Restate the listing below word for word, omitting any images.

*-*-*

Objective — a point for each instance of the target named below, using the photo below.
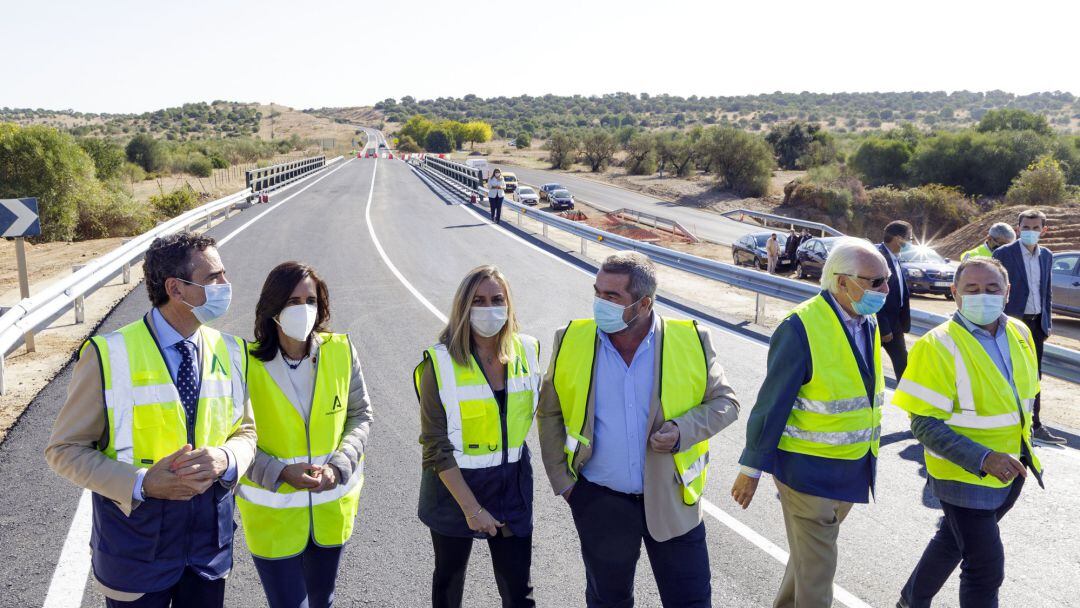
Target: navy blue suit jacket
(1012, 257)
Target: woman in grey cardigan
(299, 499)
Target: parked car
(811, 255)
(1065, 283)
(750, 250)
(926, 271)
(548, 189)
(561, 200)
(526, 196)
(511, 181)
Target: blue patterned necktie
(187, 380)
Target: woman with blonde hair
(477, 390)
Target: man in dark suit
(1029, 296)
(894, 320)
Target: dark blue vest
(148, 551)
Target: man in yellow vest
(626, 409)
(970, 389)
(817, 423)
(998, 235)
(159, 428)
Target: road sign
(18, 217)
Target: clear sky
(126, 56)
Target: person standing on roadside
(772, 253)
(496, 190)
(158, 426)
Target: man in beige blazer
(624, 487)
(162, 530)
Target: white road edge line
(69, 578)
(841, 594)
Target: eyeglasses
(875, 283)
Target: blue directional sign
(18, 217)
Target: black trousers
(496, 208)
(971, 539)
(896, 349)
(1034, 323)
(511, 558)
(611, 528)
(191, 591)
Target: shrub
(881, 161)
(174, 203)
(1040, 184)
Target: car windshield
(764, 237)
(920, 254)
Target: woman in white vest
(299, 499)
(477, 390)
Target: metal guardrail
(1056, 361)
(825, 229)
(275, 176)
(41, 309)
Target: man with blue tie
(158, 426)
(1029, 266)
(817, 423)
(894, 319)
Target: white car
(526, 196)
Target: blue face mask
(871, 302)
(1030, 237)
(608, 315)
(218, 297)
(982, 309)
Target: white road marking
(72, 568)
(841, 594)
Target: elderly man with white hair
(999, 235)
(817, 423)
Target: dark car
(561, 200)
(750, 250)
(926, 271)
(549, 188)
(811, 255)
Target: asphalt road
(430, 244)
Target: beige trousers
(813, 525)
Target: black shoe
(1042, 434)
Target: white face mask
(487, 321)
(297, 321)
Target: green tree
(439, 142)
(881, 162)
(597, 148)
(147, 152)
(1040, 184)
(562, 149)
(108, 157)
(1012, 119)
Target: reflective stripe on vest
(279, 523)
(683, 379)
(833, 417)
(147, 420)
(950, 377)
(473, 421)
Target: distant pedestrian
(496, 189)
(477, 389)
(772, 252)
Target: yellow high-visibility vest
(833, 417)
(950, 377)
(683, 377)
(473, 421)
(146, 418)
(279, 523)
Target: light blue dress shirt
(167, 338)
(623, 394)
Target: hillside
(839, 111)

*-*-*

• [SOLUTION]:
Objective — a point for each instance of the target named below, using the photo below.
Target: navy blue suit jacket
(1012, 257)
Target: woman in grey cardigan
(299, 499)
Target: parked car
(811, 255)
(1065, 283)
(750, 250)
(926, 271)
(548, 189)
(561, 200)
(526, 196)
(511, 181)
Target: blue patterned necktie
(187, 380)
Target: woman with blonde hair
(477, 390)
Target: man in dark suit
(1029, 296)
(894, 320)
Target: dark blue vest
(148, 551)
Target: man in yellow vest
(626, 409)
(970, 389)
(817, 423)
(998, 235)
(159, 428)
Target: road sign
(18, 217)
Target: clear sky
(126, 56)
Target: person standing on roadside
(772, 253)
(496, 190)
(158, 426)
Target: man in beige blazer
(624, 487)
(162, 530)
Target: white road edge line
(69, 578)
(841, 594)
Target: eyeglasses
(875, 283)
Target: blue directional sign
(18, 217)
Target: black trousers
(496, 208)
(971, 539)
(896, 349)
(1034, 323)
(511, 558)
(611, 528)
(191, 591)
Target: shrub
(881, 161)
(174, 203)
(1040, 184)
Target: car windshield
(764, 237)
(920, 254)
Target: woman in white vest
(299, 499)
(477, 390)
Target: metal guardrail
(1056, 361)
(825, 229)
(275, 176)
(41, 309)
Target: man with blue tie
(158, 426)
(1029, 266)
(817, 423)
(894, 319)
Target: white car
(526, 196)
Target: blue face mask
(871, 302)
(1030, 237)
(608, 315)
(218, 297)
(982, 309)
Target: white road marking
(72, 568)
(841, 594)
Target: elderly man with white hair
(999, 235)
(817, 423)
Target: dark car
(561, 200)
(750, 250)
(926, 271)
(549, 188)
(811, 255)
Target: asphalt road
(430, 244)
Target: beige trousers
(813, 525)
Target: black shoe
(1042, 434)
Target: white face mask
(487, 321)
(297, 321)
Target: green tree
(439, 142)
(881, 162)
(597, 148)
(147, 152)
(1040, 184)
(562, 149)
(108, 157)
(1012, 119)
Target: reflective stripe on vest
(279, 523)
(683, 379)
(833, 417)
(147, 420)
(950, 377)
(473, 421)
Target: distant pedestrian
(496, 189)
(477, 389)
(772, 252)
Target: yellow high-visibility vest
(833, 417)
(950, 377)
(683, 377)
(473, 421)
(146, 418)
(279, 523)
Target: light blue dress shirt
(167, 338)
(623, 394)
Target: hillside
(839, 111)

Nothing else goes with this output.